— START EXTRACT —

To find the \(a\)-value and \(c\)-value (the y-intercept) of the quadratic function represented by a parabola (specifically in vertex form), we can use the general form of a parabola:
\[ y = a(x - h)^2 + k \]
where \((h, k)\) is the vertex of the parabola. In this case, you have the vertex \((-3, -10)\), so \(h = -3\) and \(k = -10\).
Thus, the equation can be expressed as:
\[ y = a(x + 3)^2 - 10 \]
You mentioned that the graph crosses the y-axis at \(-1\). This means when \(x = 0\), \(y = -1\). We can use this point to find the value of \(a\).

— END EXTRACT —

- [EXERCISES]
**1.** Shift every coordinate in the records by adding 29 to each of its numbers, and write out those records again with every line included, starting at the line that contains "In this exercise you will label the man's face" and ending at the end of the records.
**2.** Continue the explanation of the parabola's equation from its final sentence.

— START EXCERPTED DATA —

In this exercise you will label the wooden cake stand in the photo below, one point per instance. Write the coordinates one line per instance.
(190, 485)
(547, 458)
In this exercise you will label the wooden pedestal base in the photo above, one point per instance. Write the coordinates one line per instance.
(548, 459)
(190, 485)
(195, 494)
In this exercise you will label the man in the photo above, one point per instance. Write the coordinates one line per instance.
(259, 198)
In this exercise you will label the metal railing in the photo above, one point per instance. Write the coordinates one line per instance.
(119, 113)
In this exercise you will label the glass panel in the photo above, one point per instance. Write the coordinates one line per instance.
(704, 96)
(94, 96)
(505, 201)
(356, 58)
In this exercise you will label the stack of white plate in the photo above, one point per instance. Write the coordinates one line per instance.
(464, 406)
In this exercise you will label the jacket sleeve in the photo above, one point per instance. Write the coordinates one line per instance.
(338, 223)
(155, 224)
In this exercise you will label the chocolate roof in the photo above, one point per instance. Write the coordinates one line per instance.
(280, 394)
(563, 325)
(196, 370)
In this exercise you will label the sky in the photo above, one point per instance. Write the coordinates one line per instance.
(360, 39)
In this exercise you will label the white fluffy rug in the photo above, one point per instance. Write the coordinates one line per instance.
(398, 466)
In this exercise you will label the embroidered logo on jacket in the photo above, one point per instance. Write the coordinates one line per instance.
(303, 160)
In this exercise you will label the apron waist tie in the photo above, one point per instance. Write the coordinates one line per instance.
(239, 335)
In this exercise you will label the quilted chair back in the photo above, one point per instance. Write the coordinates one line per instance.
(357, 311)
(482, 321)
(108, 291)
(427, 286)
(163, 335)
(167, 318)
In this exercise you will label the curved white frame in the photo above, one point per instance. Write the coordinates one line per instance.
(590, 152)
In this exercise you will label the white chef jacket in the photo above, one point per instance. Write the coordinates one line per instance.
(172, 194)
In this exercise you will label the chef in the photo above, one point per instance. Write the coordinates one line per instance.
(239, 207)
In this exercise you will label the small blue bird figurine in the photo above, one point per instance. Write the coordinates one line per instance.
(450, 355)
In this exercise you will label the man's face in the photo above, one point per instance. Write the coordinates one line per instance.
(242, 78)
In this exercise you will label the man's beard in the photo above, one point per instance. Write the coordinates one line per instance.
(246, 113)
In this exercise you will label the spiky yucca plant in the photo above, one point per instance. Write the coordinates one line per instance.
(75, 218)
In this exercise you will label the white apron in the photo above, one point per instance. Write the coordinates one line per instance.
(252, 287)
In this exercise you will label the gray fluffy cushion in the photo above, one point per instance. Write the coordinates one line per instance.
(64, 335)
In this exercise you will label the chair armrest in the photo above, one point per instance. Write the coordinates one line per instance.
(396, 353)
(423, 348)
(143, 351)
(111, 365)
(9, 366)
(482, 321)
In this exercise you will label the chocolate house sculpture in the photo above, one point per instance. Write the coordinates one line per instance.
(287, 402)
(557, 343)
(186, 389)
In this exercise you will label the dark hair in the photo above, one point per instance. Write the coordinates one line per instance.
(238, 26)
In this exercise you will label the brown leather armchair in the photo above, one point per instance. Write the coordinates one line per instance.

— END EXCERPTED DATA —

- [TASK-BY-TASK OUTPUTS]
**1.**
In this exercise you will label the man's face in the photo above, one point per instance. Write the coordinates one line per instance.
(271, 107)
In this exercise you will label the man's beard in the photo above, one point per instance. Write the coordinates one line per instance.
(275, 142)
In this exercise you will label the spiky yucca plant in the photo above, one point per instance. Write the coordinates one line per instance.
(104, 247)
In this exercise you will label the white apron in the photo above, one point per instance. Write the coordinates one line per instance.
(281, 316)
In this exercise you will label the gray fluffy cushion in the photo above, one point per instance. Write the coordinates one line per instance.
(93, 364)
In this exercise you will label the chair armrest in the photo above, one point per instance. Write the coordinates one line per instance.
(425, 382)
(452, 377)
(172, 380)
(140, 394)
(38, 395)
(511, 350)
In this exercise you will label the chocolate house sculpture in the photo above, one point per instance. Write the coordinates one line per instance.
(316, 431)
(586, 372)
(215, 418)
In this exercise you will label the dark hair in the photo above, one point per instance. Write the coordinates one line per instance.
(267, 55)
In this exercise you will label the brown leather armchair in the photo above, one point per instance. Write the coordinates one line per instance.

**2.**
Substituting \(x = 0\) and \(y = -1\) into the equation:
\[ -1 = a(0 + 3)^2 - 10 \]
This simplifies to:
\[ -1 = a(3)^2 - 10 \] \[ -1 = 9a - 10 \] \[ 9a = -1 + 10 \] \[ 9a = 9 \] \[ a = 1 \]
Now, since the y-intercept \((c)\) is the value of \(y\) when \(x = 0\):
\[ c = -1 \]
To summarize:
- The \(a\)-value is \(1\).
- The \(c\)-value (y-intercept) is \(-1\).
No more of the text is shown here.